To do → Copy the data exactly. No line may be skipped.

────────

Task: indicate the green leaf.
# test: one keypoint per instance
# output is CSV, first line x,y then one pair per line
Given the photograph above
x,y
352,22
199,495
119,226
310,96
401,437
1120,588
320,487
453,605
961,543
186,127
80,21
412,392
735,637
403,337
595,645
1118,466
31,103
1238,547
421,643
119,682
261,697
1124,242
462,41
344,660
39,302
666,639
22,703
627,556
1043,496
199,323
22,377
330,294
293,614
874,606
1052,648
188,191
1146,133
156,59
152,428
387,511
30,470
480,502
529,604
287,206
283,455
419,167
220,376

────────

Your response →
Task: indicate the green leaf.
# test: one keypoint per instance
# output is CSV, first line x,y then one pair per line
Given the photograph above
x,y
352,22
199,495
119,226
310,96
401,437
1120,588
320,487
453,605
961,543
186,127
80,21
412,392
735,637
403,337
595,645
1118,466
31,103
1238,547
421,643
119,682
261,697
1124,242
462,41
344,660
39,302
666,639
22,703
627,556
1043,496
199,323
22,377
330,294
293,614
874,606
1052,648
188,191
1146,133
156,59
152,428
387,511
30,470
480,502
529,604
287,206
283,455
419,167
220,376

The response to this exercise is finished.